**Requirement A**. In the blog post about walking the Cliffs of Moher, who suggested walking the cliffs from Doolin instead of driving to the usual tourist spot?

BEGIN Extract to read

Sunday, 20 May 2012

Cliffs of Moher

The Cliffs of Moher are a landmark of Ireland's rugged west coast - yet Geoffs only knowledge of them was that they had been used for a Westlife music video! While on the Burran, Karl Hughes had suggested we walk the Cliffs of Moher from Doolin, instead of driving to the usual tourist spot.

Allan had driven through the evening to meet us in Doolin on Monday night as we were finishing up a particularly lively trad (traditional music) session in a nearby pub. Consequently he was rudely rolled out of bed and dressed in time for Karl's arrival.

Karl's local knowledge was invaluable as we worked our way along the cliffs. We found blowholes, sea caves, local swim spots and some fascinating rock formations.

One of the larger sea caves that we saw.  Amazing rock formations on the left.

A steep grassy slope down to the rocks and sea!

Our first viewpoint giving us an amazing view of the Cliffs.  Sea birds swirling above and below us.

END Extract to read

**Requirement B**. From the listing, copy the lines beginning with the one containing "The rear wheel" and continuing through the one containing "[77,108,92,118]", both included.

BEGIN Material shown

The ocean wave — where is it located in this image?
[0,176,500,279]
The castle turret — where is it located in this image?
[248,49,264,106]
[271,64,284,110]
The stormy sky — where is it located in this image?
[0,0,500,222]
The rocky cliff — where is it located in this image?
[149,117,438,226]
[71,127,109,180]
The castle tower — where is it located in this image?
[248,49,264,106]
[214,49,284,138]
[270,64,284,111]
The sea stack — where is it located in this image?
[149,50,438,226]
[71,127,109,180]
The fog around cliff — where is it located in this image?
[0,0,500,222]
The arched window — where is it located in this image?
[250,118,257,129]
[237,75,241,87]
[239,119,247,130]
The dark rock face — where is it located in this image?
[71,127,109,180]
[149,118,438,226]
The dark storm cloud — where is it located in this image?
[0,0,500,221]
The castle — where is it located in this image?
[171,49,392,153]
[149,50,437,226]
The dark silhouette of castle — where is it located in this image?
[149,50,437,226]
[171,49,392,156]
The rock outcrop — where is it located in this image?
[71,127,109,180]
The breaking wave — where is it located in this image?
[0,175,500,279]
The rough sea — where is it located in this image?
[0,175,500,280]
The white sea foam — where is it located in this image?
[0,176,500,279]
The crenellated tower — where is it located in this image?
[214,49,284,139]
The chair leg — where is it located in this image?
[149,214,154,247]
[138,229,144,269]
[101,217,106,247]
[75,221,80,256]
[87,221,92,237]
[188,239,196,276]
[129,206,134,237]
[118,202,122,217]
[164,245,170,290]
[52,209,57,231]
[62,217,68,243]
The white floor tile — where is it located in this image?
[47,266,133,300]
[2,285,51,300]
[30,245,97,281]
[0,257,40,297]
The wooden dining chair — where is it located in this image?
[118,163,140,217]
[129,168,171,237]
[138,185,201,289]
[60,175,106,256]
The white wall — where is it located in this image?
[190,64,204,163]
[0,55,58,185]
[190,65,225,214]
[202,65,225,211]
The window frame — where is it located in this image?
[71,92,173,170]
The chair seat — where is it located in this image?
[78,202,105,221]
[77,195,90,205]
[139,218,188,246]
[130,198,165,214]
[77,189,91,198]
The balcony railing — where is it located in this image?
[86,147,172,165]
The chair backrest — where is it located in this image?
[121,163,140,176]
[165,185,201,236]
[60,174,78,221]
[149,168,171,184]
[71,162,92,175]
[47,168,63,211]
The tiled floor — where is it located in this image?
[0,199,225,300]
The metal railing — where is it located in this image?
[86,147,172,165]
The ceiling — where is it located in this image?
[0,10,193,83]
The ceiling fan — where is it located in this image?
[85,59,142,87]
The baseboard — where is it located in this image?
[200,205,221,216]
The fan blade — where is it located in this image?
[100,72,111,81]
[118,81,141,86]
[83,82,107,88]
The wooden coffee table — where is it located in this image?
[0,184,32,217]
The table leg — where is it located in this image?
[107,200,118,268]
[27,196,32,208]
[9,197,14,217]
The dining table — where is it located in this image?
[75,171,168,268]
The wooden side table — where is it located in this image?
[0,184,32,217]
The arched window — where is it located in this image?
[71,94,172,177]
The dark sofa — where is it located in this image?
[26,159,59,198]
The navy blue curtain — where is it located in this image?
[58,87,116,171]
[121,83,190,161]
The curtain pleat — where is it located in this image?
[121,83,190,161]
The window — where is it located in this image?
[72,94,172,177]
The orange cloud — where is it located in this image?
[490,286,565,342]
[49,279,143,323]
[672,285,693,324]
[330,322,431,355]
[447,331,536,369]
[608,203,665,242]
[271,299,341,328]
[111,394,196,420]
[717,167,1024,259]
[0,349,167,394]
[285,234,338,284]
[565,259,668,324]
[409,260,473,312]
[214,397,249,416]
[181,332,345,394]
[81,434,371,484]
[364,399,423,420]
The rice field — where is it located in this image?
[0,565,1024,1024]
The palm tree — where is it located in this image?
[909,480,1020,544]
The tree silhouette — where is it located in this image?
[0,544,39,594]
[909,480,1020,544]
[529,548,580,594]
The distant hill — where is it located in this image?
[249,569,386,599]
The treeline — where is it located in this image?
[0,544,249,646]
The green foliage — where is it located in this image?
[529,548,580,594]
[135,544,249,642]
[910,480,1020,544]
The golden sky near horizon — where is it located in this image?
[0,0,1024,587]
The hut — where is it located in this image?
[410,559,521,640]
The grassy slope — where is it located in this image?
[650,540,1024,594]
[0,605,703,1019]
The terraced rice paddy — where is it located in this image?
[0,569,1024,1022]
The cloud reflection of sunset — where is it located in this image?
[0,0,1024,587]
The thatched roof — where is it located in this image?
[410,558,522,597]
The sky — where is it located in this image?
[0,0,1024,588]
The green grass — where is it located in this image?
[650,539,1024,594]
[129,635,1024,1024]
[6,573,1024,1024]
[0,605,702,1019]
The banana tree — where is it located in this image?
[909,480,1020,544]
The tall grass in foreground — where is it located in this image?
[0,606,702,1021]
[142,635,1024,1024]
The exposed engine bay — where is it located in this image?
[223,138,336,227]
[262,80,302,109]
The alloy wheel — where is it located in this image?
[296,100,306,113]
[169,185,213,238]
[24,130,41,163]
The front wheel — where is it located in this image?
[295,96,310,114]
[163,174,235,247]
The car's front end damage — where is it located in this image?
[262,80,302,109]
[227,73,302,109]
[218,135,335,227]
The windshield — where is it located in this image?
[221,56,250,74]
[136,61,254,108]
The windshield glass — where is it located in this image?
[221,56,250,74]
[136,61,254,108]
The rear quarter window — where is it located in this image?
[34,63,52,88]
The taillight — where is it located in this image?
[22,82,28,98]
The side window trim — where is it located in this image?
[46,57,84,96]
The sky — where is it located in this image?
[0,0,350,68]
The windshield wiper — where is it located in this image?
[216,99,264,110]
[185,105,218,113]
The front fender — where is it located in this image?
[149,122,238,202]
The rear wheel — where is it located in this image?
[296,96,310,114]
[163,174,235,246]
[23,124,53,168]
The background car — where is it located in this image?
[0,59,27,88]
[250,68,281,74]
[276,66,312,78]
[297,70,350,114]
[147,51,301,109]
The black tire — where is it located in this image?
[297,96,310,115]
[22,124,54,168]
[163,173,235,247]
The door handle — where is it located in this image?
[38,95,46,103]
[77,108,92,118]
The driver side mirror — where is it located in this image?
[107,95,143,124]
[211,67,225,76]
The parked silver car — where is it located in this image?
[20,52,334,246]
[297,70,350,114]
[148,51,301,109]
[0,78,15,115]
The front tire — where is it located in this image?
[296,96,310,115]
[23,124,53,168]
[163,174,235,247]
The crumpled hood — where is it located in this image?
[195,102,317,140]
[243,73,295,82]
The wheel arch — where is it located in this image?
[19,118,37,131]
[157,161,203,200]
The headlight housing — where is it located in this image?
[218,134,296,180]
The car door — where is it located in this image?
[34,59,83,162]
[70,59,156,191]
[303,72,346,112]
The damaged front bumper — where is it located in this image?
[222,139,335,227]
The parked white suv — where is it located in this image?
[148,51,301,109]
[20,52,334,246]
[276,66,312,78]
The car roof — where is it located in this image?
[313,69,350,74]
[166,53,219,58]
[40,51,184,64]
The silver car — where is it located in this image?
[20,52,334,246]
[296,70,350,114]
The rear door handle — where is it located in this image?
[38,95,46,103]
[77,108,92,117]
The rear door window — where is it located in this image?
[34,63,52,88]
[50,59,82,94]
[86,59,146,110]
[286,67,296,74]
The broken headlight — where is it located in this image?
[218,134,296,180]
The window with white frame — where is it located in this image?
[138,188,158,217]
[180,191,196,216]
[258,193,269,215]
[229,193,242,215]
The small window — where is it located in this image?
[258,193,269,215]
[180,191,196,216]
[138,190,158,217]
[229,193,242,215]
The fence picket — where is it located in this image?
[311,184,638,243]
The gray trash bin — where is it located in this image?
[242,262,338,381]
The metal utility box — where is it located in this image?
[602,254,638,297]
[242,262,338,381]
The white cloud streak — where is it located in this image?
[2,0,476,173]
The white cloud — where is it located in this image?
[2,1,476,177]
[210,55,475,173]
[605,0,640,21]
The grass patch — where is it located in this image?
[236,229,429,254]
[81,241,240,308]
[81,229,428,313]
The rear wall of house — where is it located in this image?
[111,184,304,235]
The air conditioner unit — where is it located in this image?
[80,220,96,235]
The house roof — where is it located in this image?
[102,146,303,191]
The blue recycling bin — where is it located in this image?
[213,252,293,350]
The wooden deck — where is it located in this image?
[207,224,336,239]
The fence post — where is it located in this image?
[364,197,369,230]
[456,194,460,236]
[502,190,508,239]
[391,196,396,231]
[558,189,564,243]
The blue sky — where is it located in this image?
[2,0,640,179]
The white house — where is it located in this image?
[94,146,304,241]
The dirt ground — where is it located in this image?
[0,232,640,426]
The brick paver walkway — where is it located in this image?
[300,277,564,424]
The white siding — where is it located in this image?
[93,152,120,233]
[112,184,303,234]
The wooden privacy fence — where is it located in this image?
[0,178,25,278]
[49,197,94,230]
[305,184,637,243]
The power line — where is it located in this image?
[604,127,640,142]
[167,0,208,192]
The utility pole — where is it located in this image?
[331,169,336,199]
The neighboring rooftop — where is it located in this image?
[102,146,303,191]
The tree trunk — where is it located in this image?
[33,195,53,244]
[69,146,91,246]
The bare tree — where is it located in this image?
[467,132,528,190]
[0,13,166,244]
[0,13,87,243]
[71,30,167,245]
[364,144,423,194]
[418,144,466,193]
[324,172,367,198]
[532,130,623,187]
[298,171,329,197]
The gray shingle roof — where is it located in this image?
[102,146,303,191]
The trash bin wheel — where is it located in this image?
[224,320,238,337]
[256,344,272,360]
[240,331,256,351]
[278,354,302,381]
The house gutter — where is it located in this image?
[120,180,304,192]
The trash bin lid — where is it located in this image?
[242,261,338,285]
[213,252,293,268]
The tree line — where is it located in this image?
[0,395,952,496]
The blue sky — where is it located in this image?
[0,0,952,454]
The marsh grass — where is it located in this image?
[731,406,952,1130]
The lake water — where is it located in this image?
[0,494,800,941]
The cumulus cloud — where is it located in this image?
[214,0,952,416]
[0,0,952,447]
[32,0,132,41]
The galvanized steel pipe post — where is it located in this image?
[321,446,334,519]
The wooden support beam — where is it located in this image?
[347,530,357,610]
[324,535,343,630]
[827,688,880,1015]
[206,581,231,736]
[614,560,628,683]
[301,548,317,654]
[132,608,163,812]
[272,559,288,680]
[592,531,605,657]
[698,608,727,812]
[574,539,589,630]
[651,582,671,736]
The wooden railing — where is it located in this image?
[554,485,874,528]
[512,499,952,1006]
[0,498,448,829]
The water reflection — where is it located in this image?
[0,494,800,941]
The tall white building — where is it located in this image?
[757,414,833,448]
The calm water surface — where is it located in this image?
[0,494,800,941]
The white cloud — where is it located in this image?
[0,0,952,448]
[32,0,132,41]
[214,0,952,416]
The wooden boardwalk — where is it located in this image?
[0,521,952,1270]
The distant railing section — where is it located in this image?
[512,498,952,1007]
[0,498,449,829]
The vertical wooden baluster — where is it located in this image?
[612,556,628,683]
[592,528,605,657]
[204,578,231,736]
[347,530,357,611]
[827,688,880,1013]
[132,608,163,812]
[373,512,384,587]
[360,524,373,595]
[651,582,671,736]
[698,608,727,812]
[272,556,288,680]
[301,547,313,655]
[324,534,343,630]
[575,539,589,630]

END Material shown

**Correct answer A**. Karl Hughes

**Correct answer B**.
The rear wheel — where is it located in this image?
[296,96,310,114]
[163,174,235,246]
[23,124,53,168]
The background car — where is it located in this image?
[0,59,27,88]
[250,68,281,74]
[276,66,312,78]
[297,70,350,114]
[147,51,301,109]
The black tire — where is it located in this image?
[297,96,310,115]
[22,124,54,168]
[163,173,235,247]
The door handle — where is it located in this image?
[38,95,46,103]
[77,108,92,118]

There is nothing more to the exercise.